--- YOUR TASK ---
Return the lines of the data below in which the string "Give" occurs.

(Dataset entries)

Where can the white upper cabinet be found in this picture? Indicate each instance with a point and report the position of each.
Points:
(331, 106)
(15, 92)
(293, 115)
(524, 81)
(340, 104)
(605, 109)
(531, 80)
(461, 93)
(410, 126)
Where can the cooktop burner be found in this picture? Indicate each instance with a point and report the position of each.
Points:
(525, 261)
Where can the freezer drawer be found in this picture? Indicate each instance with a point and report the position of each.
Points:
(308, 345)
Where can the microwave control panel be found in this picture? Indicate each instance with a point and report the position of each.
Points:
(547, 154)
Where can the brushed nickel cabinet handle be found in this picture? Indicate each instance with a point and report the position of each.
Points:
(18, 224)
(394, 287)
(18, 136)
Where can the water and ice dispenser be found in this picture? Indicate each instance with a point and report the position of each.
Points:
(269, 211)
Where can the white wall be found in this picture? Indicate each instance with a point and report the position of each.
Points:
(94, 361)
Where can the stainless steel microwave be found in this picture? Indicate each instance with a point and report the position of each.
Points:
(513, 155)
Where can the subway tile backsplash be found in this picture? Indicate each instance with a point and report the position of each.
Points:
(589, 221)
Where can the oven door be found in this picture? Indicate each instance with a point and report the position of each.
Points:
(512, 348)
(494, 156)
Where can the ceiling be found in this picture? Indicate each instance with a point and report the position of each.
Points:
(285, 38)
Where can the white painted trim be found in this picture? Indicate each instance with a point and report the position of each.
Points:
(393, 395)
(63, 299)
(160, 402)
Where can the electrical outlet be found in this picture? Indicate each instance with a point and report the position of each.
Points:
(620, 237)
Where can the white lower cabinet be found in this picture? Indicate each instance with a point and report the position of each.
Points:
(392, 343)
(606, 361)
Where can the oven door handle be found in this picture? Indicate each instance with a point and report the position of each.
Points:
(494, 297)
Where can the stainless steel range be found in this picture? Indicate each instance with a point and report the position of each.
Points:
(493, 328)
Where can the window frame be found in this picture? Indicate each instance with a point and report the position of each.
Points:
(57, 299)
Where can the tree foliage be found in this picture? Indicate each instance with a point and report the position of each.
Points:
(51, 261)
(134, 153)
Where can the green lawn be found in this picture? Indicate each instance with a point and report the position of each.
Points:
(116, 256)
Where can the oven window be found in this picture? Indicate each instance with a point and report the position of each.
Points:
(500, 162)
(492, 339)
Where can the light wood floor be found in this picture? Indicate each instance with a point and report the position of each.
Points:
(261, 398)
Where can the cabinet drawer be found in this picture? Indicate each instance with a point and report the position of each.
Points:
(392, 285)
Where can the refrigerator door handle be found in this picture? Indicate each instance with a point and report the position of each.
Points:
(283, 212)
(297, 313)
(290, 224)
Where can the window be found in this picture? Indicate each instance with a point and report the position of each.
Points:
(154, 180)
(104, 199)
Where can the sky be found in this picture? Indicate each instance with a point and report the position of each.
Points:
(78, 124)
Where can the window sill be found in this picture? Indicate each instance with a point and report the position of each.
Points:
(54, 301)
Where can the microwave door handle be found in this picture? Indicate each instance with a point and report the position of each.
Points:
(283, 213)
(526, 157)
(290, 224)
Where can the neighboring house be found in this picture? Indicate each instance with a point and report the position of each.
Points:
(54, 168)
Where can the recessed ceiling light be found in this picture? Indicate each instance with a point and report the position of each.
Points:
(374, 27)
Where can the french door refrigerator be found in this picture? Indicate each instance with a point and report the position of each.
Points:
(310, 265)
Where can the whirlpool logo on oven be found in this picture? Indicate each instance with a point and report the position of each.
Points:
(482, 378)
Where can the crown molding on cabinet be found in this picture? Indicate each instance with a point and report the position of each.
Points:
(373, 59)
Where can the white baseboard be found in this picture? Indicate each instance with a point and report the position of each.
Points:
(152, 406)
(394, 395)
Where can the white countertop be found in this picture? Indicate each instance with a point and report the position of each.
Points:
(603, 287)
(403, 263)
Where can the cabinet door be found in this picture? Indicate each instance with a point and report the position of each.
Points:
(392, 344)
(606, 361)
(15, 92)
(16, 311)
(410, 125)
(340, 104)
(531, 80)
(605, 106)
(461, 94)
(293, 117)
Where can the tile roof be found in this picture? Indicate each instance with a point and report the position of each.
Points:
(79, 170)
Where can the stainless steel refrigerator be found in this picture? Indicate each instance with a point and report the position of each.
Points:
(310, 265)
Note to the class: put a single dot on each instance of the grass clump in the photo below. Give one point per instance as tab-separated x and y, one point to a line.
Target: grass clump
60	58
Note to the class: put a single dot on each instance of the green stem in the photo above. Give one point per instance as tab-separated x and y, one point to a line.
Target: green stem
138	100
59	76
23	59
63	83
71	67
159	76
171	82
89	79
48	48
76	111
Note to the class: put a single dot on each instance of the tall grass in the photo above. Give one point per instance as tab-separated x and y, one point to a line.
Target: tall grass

--- RESULT ---
Note to the class: put a single dot on each instance of the grass clump in the photo below. Give one point per instance as tab-separated x and y, one point to a line.
Note to the class: put a single dot on each instance of the green stem in the photo above. Give one point per instance as tab-separated x and y, one point to a line.
Note to the class: put a single dot on each instance of the tall grass in the photo above. Give one point per instance as tab-separated x and y, one point to a line.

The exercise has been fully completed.